### WHAT THE EXERCISE ASKS
Can you reproduce, unchanged, the lines starting with the one that contains "the dirt ground" and going on through the final line of the rows below, with both that first line and the last line included?

>> begin DATA FOR THE TASK

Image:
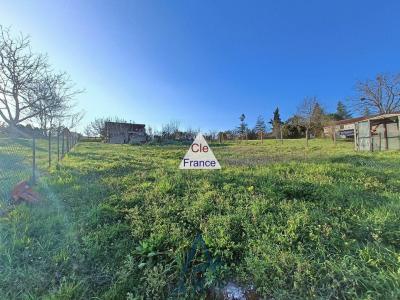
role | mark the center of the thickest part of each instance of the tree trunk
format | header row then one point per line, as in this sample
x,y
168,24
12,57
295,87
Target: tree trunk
x,y
307,137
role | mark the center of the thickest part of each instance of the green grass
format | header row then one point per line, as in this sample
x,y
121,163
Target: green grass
x,y
16,161
119,221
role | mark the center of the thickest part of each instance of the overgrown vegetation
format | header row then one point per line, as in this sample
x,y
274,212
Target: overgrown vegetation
x,y
120,221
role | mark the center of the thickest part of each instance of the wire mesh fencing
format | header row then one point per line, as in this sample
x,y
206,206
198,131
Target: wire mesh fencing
x,y
25,158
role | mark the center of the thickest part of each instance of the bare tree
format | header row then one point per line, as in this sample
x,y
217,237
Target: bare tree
x,y
381,95
306,112
54,106
20,72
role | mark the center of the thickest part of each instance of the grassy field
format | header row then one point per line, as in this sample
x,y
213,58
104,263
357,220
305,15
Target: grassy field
x,y
286,222
16,161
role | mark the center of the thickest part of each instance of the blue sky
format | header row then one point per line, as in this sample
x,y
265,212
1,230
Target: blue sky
x,y
206,62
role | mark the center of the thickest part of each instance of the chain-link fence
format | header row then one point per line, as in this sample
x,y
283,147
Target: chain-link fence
x,y
25,158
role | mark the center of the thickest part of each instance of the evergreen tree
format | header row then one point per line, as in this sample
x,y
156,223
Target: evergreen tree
x,y
276,123
317,119
341,112
260,127
242,129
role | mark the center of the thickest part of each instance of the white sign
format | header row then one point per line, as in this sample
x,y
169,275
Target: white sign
x,y
199,156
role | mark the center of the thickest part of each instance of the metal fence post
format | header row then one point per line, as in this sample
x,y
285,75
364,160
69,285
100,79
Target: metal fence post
x,y
49,148
67,142
33,158
58,144
62,153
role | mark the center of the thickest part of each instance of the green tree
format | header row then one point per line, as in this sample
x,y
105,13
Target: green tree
x,y
242,129
276,123
260,127
341,112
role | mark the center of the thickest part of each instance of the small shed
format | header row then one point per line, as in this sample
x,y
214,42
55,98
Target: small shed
x,y
124,133
378,133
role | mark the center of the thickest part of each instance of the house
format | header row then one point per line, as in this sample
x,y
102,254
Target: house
x,y
343,128
124,133
378,133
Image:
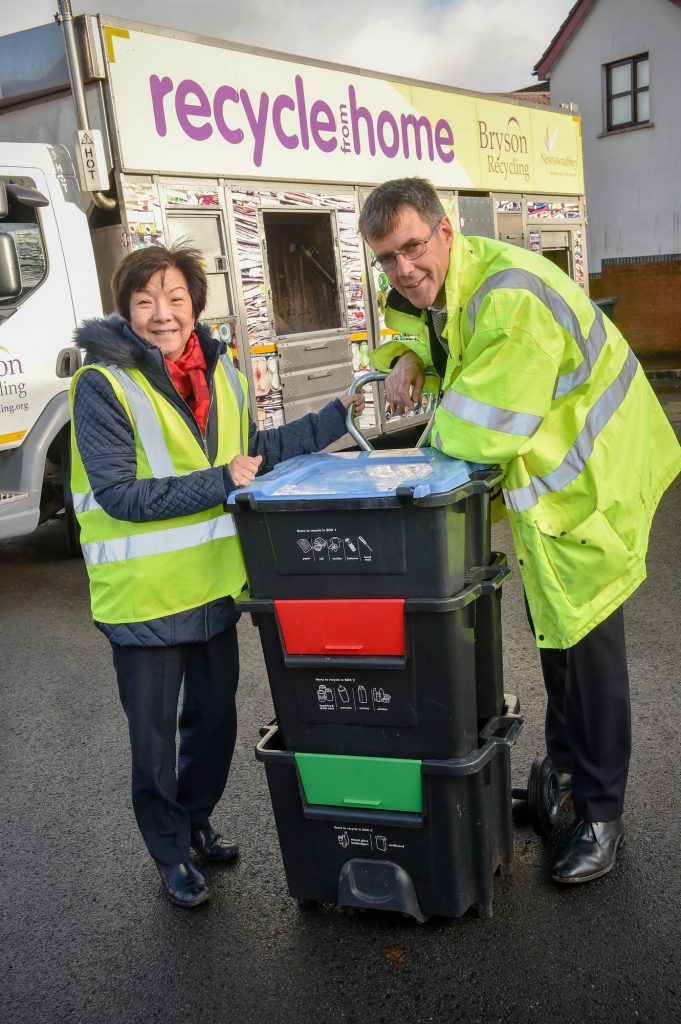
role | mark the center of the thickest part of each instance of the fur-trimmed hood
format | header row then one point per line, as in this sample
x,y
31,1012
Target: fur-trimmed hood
x,y
113,340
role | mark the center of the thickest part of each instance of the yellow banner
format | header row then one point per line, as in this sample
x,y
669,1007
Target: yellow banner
x,y
185,107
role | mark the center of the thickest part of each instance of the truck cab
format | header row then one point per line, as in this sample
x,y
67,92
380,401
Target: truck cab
x,y
48,285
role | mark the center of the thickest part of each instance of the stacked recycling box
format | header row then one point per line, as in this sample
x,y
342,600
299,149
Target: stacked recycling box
x,y
378,600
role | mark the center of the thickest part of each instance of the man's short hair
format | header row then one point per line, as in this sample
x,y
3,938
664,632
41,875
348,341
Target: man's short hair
x,y
381,211
135,270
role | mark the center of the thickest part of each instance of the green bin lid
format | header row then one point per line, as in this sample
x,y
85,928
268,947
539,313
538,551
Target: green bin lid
x,y
374,783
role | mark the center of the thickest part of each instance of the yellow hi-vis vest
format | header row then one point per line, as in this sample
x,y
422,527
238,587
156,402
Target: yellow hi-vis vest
x,y
144,570
541,383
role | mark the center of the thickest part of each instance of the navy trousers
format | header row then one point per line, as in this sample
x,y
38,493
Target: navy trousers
x,y
588,717
175,792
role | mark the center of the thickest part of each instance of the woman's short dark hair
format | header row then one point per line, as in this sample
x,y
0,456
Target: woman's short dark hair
x,y
134,271
381,211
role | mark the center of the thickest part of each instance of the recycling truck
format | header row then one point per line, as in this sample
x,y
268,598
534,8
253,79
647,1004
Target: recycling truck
x,y
260,160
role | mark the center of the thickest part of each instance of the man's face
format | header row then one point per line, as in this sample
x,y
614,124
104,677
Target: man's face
x,y
421,280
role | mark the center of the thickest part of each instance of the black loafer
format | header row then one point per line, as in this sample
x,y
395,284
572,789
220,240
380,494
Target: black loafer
x,y
213,847
591,852
184,886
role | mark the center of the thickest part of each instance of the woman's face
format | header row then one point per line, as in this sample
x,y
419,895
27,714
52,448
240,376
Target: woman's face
x,y
162,312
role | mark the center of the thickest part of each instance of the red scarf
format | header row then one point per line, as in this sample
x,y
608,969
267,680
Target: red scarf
x,y
188,376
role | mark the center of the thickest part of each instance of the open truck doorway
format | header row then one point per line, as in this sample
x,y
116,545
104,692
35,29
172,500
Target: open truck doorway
x,y
303,273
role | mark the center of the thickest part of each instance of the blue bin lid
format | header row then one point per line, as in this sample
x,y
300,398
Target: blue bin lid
x,y
357,476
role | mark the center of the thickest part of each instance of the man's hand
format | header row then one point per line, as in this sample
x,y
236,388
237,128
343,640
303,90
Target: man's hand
x,y
405,383
353,399
243,469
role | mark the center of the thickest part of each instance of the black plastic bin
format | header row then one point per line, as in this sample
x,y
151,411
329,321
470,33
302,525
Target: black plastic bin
x,y
438,857
384,677
322,525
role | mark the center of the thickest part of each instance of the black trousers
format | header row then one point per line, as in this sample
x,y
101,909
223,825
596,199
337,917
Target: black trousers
x,y
588,717
173,793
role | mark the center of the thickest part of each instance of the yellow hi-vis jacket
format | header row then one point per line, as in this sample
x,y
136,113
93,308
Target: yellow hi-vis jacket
x,y
541,383
144,570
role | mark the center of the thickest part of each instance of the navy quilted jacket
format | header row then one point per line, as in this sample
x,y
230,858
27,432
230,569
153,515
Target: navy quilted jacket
x,y
105,442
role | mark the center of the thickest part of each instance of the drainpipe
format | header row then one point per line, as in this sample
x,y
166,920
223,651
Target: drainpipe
x,y
66,19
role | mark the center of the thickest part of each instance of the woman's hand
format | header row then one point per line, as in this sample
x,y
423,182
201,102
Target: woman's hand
x,y
243,469
353,399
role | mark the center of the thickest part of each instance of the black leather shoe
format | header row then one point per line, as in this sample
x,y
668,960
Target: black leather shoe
x,y
591,852
213,847
183,884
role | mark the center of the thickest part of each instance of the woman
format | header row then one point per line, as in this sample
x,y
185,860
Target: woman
x,y
160,435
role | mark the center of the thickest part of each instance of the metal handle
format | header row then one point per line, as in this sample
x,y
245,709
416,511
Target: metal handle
x,y
351,426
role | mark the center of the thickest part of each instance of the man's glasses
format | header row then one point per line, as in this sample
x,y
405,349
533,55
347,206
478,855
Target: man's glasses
x,y
410,252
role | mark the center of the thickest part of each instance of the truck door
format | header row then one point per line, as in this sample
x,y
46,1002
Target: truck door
x,y
306,306
206,230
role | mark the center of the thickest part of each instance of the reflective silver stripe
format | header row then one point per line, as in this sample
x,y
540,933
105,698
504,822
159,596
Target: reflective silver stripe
x,y
232,377
85,503
149,428
590,347
521,499
594,346
491,416
158,543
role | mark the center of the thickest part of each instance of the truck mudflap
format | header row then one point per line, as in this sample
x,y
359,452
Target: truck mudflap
x,y
23,470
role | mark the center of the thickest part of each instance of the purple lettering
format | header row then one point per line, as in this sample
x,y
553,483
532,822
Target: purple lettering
x,y
385,118
222,94
302,113
322,120
360,114
160,88
418,125
184,110
444,137
258,125
284,102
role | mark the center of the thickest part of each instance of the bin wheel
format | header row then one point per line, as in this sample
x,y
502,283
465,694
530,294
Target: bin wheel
x,y
543,796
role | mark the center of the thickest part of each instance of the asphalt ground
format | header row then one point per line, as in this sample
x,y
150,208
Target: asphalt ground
x,y
88,936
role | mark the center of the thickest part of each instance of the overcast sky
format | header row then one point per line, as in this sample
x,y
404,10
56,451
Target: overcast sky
x,y
491,45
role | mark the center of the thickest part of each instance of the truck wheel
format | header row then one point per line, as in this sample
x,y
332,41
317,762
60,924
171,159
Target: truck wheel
x,y
70,521
543,796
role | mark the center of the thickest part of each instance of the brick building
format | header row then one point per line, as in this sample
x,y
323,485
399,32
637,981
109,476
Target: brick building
x,y
619,61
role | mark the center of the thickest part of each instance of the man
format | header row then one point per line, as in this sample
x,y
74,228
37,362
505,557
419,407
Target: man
x,y
537,380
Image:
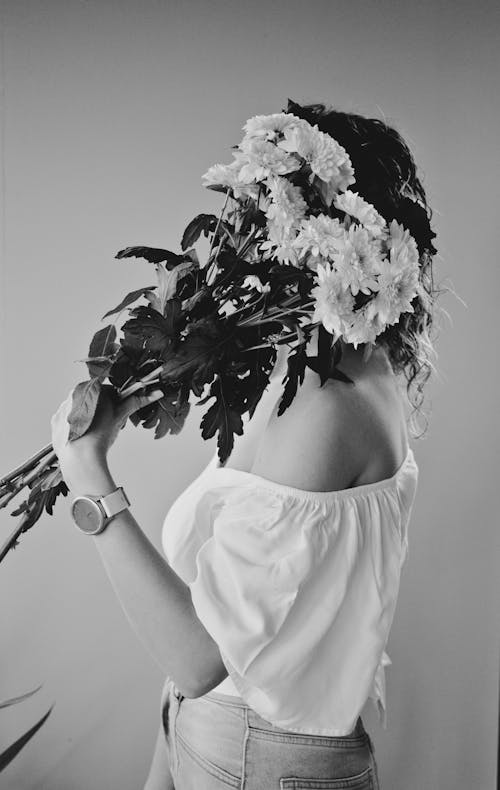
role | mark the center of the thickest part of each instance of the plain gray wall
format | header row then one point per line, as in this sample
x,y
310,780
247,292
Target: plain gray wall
x,y
113,110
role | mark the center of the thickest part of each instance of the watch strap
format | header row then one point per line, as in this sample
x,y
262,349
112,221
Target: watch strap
x,y
114,503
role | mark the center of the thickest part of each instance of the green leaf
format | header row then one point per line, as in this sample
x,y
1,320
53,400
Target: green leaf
x,y
14,700
202,223
168,414
13,750
152,255
222,417
102,351
130,298
295,374
151,332
167,285
198,355
85,399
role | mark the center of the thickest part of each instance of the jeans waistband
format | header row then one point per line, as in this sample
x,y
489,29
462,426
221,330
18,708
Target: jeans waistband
x,y
237,702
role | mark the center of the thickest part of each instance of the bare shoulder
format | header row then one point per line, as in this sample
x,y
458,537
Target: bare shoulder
x,y
334,437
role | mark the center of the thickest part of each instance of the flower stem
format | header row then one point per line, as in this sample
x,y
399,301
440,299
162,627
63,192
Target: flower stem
x,y
26,465
12,539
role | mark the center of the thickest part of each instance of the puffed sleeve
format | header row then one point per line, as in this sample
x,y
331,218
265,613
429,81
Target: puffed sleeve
x,y
299,595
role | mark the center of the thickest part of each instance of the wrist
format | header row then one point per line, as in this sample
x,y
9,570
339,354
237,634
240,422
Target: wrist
x,y
93,478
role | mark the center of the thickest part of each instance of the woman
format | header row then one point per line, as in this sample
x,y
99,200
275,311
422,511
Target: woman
x,y
271,615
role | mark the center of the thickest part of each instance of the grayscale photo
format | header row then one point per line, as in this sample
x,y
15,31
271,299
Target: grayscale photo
x,y
249,381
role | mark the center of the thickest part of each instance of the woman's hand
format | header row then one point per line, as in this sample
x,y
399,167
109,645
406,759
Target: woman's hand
x,y
110,417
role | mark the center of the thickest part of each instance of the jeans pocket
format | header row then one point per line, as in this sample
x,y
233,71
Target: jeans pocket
x,y
362,781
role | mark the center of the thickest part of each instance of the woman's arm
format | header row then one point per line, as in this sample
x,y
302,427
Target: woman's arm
x,y
156,601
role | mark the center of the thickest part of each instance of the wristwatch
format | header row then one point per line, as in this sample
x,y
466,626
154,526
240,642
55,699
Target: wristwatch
x,y
92,514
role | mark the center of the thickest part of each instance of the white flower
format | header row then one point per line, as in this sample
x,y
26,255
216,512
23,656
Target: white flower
x,y
363,328
324,155
268,127
403,247
354,205
263,159
398,286
357,262
320,235
252,281
279,243
287,206
333,304
229,176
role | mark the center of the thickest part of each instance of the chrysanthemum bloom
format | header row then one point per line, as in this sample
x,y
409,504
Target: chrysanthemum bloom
x,y
324,155
287,205
333,303
397,282
268,127
363,328
229,176
279,243
252,281
357,261
320,235
264,159
354,205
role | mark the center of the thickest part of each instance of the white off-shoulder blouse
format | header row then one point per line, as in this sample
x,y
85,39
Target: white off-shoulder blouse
x,y
297,588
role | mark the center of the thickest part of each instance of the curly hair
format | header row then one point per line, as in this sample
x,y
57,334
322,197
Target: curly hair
x,y
386,176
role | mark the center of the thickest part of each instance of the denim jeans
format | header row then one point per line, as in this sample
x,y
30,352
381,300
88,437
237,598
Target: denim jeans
x,y
217,742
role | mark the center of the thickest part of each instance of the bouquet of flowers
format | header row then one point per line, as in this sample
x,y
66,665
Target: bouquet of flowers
x,y
293,248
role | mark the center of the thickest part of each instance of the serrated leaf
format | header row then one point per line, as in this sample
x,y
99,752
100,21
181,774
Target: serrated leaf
x,y
149,331
15,700
167,285
152,255
202,223
8,754
295,375
84,405
130,298
198,355
221,418
101,351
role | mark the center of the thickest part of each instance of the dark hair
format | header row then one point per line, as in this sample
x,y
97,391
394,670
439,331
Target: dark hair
x,y
385,174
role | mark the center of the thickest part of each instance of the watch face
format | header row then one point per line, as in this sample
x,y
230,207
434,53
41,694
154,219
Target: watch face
x,y
87,515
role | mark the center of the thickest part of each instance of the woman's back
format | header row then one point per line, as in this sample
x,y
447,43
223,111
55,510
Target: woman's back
x,y
332,437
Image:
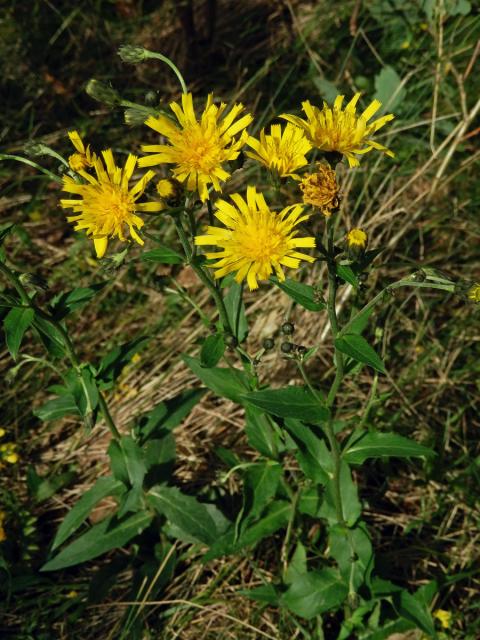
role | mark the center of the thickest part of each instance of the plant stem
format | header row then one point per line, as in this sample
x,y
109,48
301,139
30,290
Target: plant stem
x,y
167,61
69,348
332,316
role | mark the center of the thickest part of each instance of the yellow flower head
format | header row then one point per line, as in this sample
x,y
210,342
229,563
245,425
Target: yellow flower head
x,y
444,617
473,293
106,204
198,148
357,239
3,535
8,452
321,190
84,158
256,241
334,129
281,151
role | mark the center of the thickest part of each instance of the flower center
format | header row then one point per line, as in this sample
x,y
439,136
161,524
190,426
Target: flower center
x,y
202,149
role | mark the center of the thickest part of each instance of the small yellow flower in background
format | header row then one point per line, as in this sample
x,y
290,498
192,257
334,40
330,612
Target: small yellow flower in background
x,y
198,148
334,129
320,189
3,535
8,453
473,293
280,151
106,205
84,158
256,241
357,238
444,617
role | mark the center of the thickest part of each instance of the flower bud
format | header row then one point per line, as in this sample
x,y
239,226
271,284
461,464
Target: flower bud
x,y
287,328
171,191
473,294
102,92
268,344
356,241
286,347
131,54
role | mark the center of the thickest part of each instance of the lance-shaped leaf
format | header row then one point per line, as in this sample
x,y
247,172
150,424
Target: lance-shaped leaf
x,y
102,537
289,402
367,444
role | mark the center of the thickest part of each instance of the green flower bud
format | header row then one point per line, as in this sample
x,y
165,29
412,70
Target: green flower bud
x,y
132,54
286,347
103,93
287,328
268,344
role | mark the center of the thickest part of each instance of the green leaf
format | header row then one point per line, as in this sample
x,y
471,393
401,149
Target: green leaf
x,y
261,433
185,512
314,593
106,486
415,611
235,309
102,537
5,230
266,594
328,91
382,445
162,255
111,365
289,402
297,566
168,414
15,323
212,350
261,484
346,273
43,488
304,294
50,336
57,408
352,550
313,456
228,383
352,507
358,348
388,89
275,518
65,303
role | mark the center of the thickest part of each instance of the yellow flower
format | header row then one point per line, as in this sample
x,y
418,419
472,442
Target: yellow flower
x,y
321,190
473,293
357,239
107,205
198,148
445,618
256,241
283,152
84,158
334,129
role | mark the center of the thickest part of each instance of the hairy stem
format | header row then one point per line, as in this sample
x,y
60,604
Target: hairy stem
x,y
13,278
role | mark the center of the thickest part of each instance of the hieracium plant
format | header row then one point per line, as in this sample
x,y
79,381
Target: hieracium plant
x,y
299,490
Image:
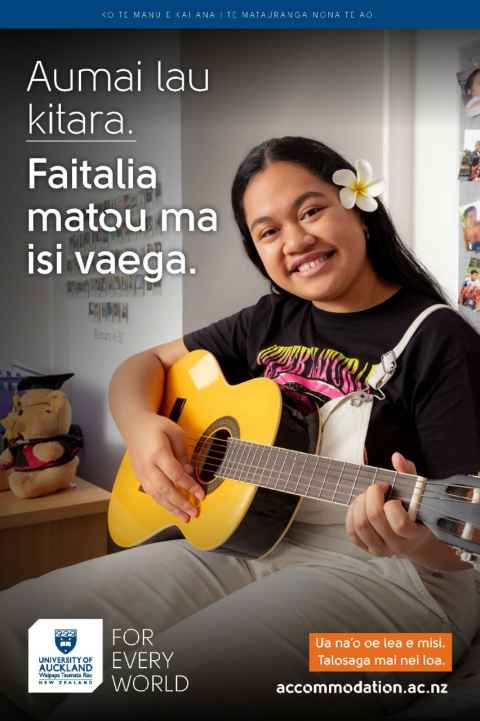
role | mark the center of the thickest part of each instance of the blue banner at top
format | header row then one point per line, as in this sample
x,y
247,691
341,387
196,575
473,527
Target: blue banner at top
x,y
223,14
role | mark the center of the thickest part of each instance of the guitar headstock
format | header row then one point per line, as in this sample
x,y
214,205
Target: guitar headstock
x,y
451,509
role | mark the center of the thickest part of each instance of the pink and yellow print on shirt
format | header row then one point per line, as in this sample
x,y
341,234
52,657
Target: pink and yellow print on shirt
x,y
322,372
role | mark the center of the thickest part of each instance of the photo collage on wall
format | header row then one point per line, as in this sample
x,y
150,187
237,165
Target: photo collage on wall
x,y
469,184
108,295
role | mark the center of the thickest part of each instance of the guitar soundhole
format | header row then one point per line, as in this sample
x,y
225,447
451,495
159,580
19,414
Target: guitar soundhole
x,y
210,452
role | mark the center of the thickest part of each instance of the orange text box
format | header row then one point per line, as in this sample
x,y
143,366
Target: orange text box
x,y
380,652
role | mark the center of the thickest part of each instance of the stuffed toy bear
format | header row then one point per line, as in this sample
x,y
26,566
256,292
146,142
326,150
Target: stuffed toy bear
x,y
42,445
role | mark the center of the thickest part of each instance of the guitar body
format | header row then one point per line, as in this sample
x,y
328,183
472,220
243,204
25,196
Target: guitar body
x,y
234,517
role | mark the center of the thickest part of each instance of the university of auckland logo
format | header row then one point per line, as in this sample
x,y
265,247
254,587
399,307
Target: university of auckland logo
x,y
65,639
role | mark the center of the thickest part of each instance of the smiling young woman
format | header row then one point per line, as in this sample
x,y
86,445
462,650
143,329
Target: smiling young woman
x,y
345,290
309,244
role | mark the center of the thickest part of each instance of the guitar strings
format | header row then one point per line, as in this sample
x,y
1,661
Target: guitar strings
x,y
245,443
331,484
346,471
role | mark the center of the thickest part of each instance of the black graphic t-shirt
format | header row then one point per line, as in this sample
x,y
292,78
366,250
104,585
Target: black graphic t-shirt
x,y
431,411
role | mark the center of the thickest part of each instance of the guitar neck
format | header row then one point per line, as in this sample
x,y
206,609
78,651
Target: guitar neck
x,y
305,474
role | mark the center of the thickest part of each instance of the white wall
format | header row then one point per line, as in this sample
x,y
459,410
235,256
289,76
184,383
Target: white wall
x,y
49,330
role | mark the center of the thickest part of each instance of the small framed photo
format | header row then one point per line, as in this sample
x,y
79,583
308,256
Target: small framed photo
x,y
470,219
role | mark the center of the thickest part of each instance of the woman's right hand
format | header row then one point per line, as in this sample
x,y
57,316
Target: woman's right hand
x,y
156,446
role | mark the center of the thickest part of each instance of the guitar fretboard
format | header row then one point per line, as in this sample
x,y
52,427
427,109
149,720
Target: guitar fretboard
x,y
304,474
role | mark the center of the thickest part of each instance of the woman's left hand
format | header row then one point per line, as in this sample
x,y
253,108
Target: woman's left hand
x,y
385,529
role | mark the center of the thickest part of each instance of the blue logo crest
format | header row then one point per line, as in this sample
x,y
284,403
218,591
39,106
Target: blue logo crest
x,y
65,639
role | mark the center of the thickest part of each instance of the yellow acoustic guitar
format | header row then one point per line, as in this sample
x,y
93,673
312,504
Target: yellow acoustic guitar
x,y
252,448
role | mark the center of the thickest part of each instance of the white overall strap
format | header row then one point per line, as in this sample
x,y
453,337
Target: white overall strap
x,y
388,365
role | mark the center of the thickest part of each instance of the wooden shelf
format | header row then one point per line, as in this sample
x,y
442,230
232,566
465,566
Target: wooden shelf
x,y
42,534
85,499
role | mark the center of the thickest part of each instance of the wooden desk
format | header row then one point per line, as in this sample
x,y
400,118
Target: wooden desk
x,y
40,534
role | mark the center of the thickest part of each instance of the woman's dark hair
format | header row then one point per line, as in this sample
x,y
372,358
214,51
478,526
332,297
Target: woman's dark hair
x,y
390,258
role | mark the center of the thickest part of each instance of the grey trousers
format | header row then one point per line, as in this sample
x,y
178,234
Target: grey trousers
x,y
237,628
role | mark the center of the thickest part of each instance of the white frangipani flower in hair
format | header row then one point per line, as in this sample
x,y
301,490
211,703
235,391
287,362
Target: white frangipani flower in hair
x,y
358,189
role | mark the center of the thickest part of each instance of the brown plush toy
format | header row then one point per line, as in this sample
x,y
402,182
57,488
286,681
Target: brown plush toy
x,y
41,456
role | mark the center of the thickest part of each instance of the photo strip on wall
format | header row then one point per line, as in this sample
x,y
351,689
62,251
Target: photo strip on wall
x,y
106,289
468,78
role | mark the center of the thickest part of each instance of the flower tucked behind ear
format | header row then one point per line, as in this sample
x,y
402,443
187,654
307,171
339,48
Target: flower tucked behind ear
x,y
359,190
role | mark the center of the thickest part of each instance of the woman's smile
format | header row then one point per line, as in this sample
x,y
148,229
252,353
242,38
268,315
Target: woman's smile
x,y
313,263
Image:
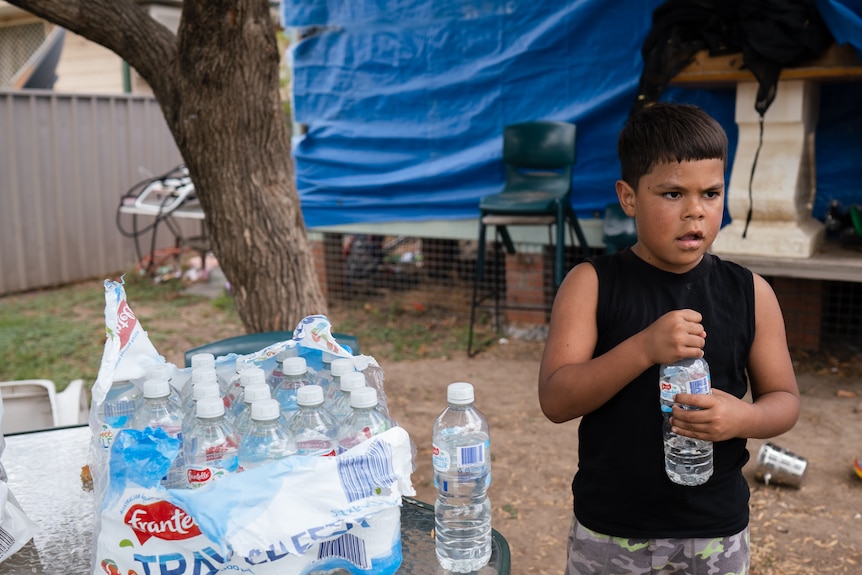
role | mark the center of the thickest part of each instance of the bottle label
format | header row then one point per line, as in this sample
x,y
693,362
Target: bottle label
x,y
669,388
440,458
320,447
465,459
198,476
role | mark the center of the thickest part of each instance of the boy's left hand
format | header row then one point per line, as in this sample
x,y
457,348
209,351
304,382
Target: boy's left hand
x,y
719,417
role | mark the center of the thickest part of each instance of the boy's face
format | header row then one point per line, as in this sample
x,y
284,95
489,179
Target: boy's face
x,y
677,208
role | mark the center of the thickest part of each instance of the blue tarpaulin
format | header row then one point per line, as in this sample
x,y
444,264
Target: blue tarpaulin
x,y
405,100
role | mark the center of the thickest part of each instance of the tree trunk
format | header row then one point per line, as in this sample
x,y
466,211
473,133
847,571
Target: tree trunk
x,y
217,84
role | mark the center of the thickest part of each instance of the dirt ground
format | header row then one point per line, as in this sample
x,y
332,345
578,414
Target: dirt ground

>> end DATA FOR THE TASK

### EXERCISE OUTPUT
role | mark the center of the thickest part of each instance of the dirt ground
format | header row then one point per line, as in this sample
x,y
332,345
578,414
Target: dirt ground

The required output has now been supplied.